**Jobs**:
A: Using the softball game report below, decide whether each statement agrees with it: (i) Coupeville beat Lakewood 21-3 in a game called after five innings; (ii) Coupeville drew 12 walks in the game; (iii) Chelsi Stevens hit a two-run double to left field. Answer yes or no for each, and quote the words of the report that decide it.
B: Print the passage of the softball game report below starting with "The tone of" and going on through "thunderous base hit.".

**Source**:
§
Playing on the cold, rain-splattered turf at Lakewood Thursday, the Coupeville High School softball squad mixed a ton of walks with some timely hits to make it two wins against big school rivals.

A day after storming from behind on their home prairie to knock out 3A Oak Harbor in extra innings, the Wolves unloaded on the 2A Cougars, ending things early in a 21-3 game called after five innings due to the mercy rule.

Now 2-0 on the young season, Aaron Lucero’s squad, which reps a 2B-sized school, is off until a road trip Mar. 21 to Bellingham to square off with 1A Meridian.

That’ll give the young Wolves time to fine-tune things and defrost, in some order.

“The game was getting rough, players turning into popsicles and we wanted to get done,” Lucero said.

“Proud of the team for fighting through horrendous conditions, maintaining composure, and getting the job done.”

A day after facing a flame thrower in Oak Harbor ace Reese Wasinger, Coupeville had to adjust to slower speeds from a group of Lakewood pitchers who struggled with chucking a slick ball which was looking to shoot off in random directions.

The Wolves happily accepted all 22 walks offered up by their rivals.

But they also connected on 10 base hits, keeping the runners churning around the basepaths until Lucero took his foot off the gas pedal late, giving up some free outs by having players leave base early.

The tone of the game was set early, as CHS sent 11 batters to the plate in the top of the first, scoring six of them.

Haylee Armstrong started things off with a sharply hit single, Sydney Van Dyke scampered to first on a dropped third strike, and Teagan Calkins walked, priming the well for cleanup hitter Chelsi Stevens, who immediately smacked a two-run double to left field.

Chelsi Stevens, master of the bunt, or the thunderous base hit.

Tack on a sac fly from Adeline Maynes and a two-run single to right from 8th grader Cami Van Dyke, and the floodgates were open.

Coupeville kept delivering rib shots to the Lakewood pitchers, or, in the case of Haylee “The Ankle Breaker” Armstrong, just whacked low, wicked liners which tore chunks of flesh off the leg of any Cougar hurler unable to dodge in 0.3 seconds.

It was one of two painful moments for the hosts, as later a batter in pursuit of a hit took a spectacular fall midway down the line to first, then kissed sweet, sweet wet turf as Wolf first baseman Ava Lucero calmly tracked down the wayward ball and recorded the out.

There was a moment when it looked like the Lakewood player might have to be taken out behind the barn and put out of her misery, “Of Mice and Men”-style (read a book!), but her body survived — if her dignity maybe didn’t.
§
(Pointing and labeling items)

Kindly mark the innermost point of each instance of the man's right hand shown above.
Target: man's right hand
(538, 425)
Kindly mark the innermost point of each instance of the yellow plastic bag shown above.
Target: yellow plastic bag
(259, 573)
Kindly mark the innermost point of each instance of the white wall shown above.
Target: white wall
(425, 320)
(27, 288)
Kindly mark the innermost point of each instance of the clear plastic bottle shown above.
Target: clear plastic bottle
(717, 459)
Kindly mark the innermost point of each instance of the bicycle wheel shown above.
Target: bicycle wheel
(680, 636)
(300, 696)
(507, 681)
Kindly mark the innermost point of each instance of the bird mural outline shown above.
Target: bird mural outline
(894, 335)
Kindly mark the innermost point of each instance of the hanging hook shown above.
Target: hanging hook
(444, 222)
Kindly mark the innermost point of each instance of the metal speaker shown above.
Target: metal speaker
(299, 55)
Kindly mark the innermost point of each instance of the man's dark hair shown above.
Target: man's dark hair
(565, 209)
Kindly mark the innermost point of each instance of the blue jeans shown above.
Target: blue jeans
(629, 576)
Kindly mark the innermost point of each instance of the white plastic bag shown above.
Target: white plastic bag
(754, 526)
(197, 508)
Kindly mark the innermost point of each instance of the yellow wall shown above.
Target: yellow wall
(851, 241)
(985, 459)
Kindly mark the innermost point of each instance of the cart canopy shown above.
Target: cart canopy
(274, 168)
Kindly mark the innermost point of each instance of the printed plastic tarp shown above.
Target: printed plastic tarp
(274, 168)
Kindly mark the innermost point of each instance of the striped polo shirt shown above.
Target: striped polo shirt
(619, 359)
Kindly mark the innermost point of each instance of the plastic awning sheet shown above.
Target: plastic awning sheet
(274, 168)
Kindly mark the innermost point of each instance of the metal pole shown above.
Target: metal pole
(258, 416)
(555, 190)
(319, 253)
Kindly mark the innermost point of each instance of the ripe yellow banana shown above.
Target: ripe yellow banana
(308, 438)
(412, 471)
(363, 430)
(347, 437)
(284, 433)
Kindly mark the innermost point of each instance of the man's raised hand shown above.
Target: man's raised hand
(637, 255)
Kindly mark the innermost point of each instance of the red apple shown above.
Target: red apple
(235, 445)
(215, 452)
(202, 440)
§
**Answers to the exercise**:
A:
(i) Yes: "ending things early in a 21-3 game called after five innings due to the mercy rule."
(ii) No: "The Wolves happily accepted all 22 walks offered up by their rivals."
(iii) Yes: "who immediately smacked a two-run double to left field."

B:
The tone of the game was set early, as CHS sent 11 batters to the plate in the top of the first, scoring six of them.

Haylee Armstrong started things off with a sharply hit single, Sydney Van Dyke scampered to first on a dropped third strike, and Teagan Calkins walked, priming the well for cleanup hitter Chelsi Stevens, who immediately smacked a two-run double to left field.

Chelsi Stevens, master of the bunt, or the thunderous base hit.